One-letter variables: allowed only for conventional math/loop locals (i, j, x, y). In domain code prefer descriptive names.

Type hints

Required on public API. Use them on every def that's imported elsewhere or called from CLI.

  • Use Optional[X], not X | None. Codebase is uniformly Optional (e.g., forgelm/config.py, forgelm/trainer.py). Stay consistent even though both are valid on 3.10+.
  • Use List[X], Dict[K, V], Tuple[...] from typing — matches existing imports.
  • Use Literal["a", "b"] for enum-like string fields (seen throughout forgelm/config.py).
  • Any is acceptable where structure is external (YAML dicts, HF return values) but prefer concrete types where possible.
from typing import Any, Dict, List, Literal, Optional

def generate_data_governance_report(
    config: Any,
    dataset: Dict[str, Any],
) -> Dict[str, Any]:
    ...

Docstrings

Google style. One-line summary, blank line, optional sections (Args:, Returns:, Raises:).

Module docstrings are required and should state purpose; for compliance-touching modules, cite the EU AI Act article:

"""EU AI Act compliance, training data provenance, and audit trail generation.

Covers: Article 9 (Risk Management), Article 10 (Data Governance),
Article 11 + Annex IV (Technical Documentation), Article 12 (Record-Keeping),
Article 13 (Transparency), Article 14 (Human Oversight), Article 15 (Accuracy),
and Article 17 (Quality Management System).
"""

Function docstrings are required when:

  • The function is public (no leading underscore) and non-trivial, or
  • The behaviour is not obvious from the name and signature.

Keep them terse — if the docstring would just restate the name, skip it.

Imports

Managed by ruff (rule I). Order:

  1. Standard library
  2. Third-party
  3. Local (forgelm.*)

Within each group, alphabetical. ruff format handles this automatically.

Do not use wildcard imports (from x import *). Do not re-export via __init__.py unless there's a deliberate public API reason.

Pydantic models

Every YAML-backed config section is a BaseModel subclass in forgelm/config.py. Follow:

  • Field order: required first, then optional with defaults.
  • Defaults must be safe for "omit from YAML" case.

*ENTRIES:*
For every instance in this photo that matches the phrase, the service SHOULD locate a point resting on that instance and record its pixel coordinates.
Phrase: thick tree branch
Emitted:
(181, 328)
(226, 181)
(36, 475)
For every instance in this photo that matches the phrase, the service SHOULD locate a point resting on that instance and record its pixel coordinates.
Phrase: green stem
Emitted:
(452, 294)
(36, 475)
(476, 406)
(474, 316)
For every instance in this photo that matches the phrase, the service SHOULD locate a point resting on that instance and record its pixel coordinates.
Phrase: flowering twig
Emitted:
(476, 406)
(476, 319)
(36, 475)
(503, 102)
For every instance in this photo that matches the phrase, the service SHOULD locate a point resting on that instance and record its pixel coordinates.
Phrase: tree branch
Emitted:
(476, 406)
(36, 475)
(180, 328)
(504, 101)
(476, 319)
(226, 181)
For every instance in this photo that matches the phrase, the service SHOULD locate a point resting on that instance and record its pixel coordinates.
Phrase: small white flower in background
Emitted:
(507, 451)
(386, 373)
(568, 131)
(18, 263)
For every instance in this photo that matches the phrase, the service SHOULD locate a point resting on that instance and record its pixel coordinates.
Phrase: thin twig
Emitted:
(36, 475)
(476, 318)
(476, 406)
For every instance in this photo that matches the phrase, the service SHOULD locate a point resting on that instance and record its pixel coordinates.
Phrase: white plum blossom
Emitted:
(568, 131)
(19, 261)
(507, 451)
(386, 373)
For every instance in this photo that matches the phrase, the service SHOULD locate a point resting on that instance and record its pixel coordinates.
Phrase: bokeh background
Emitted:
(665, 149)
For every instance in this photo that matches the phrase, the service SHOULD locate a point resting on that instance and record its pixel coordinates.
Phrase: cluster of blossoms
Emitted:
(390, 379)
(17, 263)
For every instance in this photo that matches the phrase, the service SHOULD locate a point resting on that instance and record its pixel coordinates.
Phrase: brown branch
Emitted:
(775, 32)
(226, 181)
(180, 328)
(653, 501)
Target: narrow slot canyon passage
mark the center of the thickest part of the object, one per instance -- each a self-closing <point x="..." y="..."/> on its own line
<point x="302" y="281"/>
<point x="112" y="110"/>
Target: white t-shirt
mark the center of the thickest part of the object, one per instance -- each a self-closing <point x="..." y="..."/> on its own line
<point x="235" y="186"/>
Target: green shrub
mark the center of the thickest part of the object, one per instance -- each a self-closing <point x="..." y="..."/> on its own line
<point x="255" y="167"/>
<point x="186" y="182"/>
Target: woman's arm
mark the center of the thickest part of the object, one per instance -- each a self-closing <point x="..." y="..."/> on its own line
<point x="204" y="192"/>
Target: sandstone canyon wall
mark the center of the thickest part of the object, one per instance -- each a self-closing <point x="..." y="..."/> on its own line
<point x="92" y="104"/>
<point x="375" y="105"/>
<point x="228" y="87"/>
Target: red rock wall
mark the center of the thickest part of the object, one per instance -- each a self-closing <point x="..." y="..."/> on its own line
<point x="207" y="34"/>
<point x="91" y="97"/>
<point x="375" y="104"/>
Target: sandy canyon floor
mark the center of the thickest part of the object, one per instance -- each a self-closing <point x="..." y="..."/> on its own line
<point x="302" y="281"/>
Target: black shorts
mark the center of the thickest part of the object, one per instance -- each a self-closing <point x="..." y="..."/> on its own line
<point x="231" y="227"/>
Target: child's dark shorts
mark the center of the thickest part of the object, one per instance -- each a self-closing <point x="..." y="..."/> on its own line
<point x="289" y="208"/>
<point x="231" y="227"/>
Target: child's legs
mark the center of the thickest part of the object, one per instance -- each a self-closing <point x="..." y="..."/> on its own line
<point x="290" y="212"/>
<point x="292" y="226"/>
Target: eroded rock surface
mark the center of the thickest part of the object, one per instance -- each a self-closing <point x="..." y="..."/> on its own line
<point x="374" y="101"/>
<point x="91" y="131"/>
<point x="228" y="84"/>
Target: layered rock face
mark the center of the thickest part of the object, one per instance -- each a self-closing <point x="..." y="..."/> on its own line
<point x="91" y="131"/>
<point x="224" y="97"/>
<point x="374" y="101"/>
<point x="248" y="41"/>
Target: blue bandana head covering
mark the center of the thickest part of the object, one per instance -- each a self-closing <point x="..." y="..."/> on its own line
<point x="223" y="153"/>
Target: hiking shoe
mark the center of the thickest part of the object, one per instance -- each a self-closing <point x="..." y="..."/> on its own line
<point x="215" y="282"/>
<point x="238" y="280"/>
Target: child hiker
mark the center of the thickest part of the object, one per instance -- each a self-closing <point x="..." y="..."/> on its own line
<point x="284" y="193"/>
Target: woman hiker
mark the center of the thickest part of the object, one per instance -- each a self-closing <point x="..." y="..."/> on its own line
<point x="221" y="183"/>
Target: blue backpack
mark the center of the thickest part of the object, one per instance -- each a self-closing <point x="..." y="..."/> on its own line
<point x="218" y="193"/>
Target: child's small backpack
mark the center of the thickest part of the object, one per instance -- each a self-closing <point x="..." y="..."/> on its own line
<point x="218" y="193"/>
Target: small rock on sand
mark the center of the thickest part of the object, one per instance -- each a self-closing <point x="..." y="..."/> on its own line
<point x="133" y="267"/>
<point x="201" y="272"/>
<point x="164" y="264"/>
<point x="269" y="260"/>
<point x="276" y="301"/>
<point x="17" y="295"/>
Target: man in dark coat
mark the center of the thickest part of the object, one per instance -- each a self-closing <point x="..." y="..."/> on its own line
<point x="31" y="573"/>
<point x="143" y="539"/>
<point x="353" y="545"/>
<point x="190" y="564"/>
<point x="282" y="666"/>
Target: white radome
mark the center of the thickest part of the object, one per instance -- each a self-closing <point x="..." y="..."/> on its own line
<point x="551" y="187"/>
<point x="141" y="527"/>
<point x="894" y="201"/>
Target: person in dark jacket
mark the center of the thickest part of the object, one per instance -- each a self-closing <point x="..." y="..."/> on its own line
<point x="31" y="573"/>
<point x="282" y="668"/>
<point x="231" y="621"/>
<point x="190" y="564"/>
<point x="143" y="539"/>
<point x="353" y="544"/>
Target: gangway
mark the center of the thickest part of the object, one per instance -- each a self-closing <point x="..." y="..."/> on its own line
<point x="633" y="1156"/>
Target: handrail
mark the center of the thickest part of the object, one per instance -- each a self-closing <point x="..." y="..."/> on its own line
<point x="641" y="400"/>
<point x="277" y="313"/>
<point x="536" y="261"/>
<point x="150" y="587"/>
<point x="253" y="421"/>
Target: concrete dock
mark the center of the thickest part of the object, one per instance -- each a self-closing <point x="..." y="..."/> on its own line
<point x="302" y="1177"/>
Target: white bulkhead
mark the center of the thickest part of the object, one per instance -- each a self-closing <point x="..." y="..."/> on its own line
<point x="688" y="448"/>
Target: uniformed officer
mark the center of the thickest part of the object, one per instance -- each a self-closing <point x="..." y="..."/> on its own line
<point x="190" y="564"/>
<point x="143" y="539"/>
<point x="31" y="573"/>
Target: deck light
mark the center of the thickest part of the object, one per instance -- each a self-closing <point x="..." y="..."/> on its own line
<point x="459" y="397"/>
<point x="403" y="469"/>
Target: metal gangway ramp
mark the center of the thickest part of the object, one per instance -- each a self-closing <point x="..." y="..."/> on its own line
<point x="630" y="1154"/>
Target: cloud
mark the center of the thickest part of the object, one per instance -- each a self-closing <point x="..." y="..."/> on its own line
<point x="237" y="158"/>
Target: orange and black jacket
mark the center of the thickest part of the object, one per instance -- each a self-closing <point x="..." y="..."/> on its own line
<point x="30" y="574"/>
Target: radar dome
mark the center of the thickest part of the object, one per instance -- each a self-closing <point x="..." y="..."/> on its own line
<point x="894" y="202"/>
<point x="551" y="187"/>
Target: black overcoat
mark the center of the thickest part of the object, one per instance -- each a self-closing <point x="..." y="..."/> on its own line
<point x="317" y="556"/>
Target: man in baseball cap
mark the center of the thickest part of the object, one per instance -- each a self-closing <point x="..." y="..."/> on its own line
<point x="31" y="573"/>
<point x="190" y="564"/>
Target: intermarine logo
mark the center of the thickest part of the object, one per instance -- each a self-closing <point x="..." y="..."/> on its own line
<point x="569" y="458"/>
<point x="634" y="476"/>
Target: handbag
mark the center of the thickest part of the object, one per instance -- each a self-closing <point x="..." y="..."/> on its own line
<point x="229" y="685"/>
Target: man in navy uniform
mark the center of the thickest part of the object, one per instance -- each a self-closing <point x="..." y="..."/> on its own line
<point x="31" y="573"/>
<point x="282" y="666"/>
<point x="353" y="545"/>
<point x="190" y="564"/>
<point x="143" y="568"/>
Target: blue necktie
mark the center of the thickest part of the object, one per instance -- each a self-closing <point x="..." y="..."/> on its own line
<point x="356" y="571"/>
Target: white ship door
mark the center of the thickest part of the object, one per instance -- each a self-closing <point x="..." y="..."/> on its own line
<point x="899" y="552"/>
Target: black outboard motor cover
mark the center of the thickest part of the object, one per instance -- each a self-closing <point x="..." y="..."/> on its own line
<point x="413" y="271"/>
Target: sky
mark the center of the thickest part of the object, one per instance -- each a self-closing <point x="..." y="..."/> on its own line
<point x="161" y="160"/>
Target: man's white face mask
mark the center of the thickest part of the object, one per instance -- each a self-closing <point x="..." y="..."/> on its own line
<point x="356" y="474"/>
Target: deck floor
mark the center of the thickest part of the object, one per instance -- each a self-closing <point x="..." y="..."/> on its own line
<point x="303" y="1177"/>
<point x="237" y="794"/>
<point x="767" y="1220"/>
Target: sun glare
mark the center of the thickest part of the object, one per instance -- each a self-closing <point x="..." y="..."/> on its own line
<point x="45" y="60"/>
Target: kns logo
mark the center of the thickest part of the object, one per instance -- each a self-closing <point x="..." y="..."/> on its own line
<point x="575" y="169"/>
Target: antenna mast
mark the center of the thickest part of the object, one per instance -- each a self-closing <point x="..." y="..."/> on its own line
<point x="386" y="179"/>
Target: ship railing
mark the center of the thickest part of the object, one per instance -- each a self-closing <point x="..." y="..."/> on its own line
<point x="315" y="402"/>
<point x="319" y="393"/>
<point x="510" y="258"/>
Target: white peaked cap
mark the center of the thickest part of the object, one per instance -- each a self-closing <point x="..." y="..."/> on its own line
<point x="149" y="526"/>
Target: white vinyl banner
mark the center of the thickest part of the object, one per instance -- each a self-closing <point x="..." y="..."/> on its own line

*TO-DO LIST:*
[1] Answer from the style guide:
(a) Which way of writing an optional type should be used instead of X | None?
(b) In what style are docstrings written?
(c) What tool manages imports?
[2] Reproduce the part of the style guide starting with "Pydantic models" and going on through "optional with defaults.".
[3] Sum up the style guide in two sentences.

*FULL SOLUTIONS:*
[1]
(a) Optional[X]
(b) Google style
(c) ruff (rule I)

[2]
Pydantic models

Every YAML-backed config section is a BaseModel subclass in forgelm/config.py. Follow:

  • Field order: required first, then optional with defaults.

[3] The style guide requires type hints on public API, using Optional, List, Dict and Tuple from typing and Literal for enum-like string fields, and calls for Google-style docstrings, with module docstrings always required. It has ruff sort imports into standard library, third-party, then local groups, bans wildcard imports, and makes every YAML-backed config section a BaseModel subclass in forgelm/config.py.